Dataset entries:
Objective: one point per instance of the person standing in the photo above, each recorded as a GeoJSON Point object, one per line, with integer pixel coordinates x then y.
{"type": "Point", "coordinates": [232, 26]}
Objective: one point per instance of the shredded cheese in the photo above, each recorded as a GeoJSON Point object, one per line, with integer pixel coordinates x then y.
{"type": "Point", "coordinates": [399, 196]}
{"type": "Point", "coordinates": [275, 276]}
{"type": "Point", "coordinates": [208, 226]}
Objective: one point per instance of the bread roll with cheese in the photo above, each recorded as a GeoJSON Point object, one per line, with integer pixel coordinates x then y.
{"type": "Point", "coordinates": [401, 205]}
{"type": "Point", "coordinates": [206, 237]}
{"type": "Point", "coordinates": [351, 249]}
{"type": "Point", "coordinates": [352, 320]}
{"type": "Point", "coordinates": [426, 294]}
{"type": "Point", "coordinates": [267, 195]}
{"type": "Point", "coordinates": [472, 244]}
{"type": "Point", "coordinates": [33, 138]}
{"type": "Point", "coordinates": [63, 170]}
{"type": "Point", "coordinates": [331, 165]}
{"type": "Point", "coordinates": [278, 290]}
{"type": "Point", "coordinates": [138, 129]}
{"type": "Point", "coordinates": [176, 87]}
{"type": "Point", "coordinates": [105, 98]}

#### Assignment:
The response should consist of all the entries, transcribed exactly.

#### Response to this task:
Objective: one point per instance of the person standing in the photo above, each recorded as a GeoJSON Point object, one per line, with integer pixel coordinates x then y.
{"type": "Point", "coordinates": [232, 26]}
Objective: one point per instance of the shredded cheese in the photo above, each recorded as a GeoJSON Point object, one per line, with integer pixel coordinates x then y.
{"type": "Point", "coordinates": [399, 196]}
{"type": "Point", "coordinates": [275, 276]}
{"type": "Point", "coordinates": [208, 226]}
Objective: one point per instance of the bread roll with cheese in the photo above, each recorded as a GeoJSON Point object, one per line, with integer pixel coordinates x then y.
{"type": "Point", "coordinates": [401, 205]}
{"type": "Point", "coordinates": [206, 237]}
{"type": "Point", "coordinates": [351, 249]}
{"type": "Point", "coordinates": [352, 320]}
{"type": "Point", "coordinates": [426, 294]}
{"type": "Point", "coordinates": [267, 195]}
{"type": "Point", "coordinates": [472, 244]}
{"type": "Point", "coordinates": [33, 138]}
{"type": "Point", "coordinates": [63, 170]}
{"type": "Point", "coordinates": [331, 165]}
{"type": "Point", "coordinates": [278, 290]}
{"type": "Point", "coordinates": [138, 129]}
{"type": "Point", "coordinates": [176, 87]}
{"type": "Point", "coordinates": [105, 98]}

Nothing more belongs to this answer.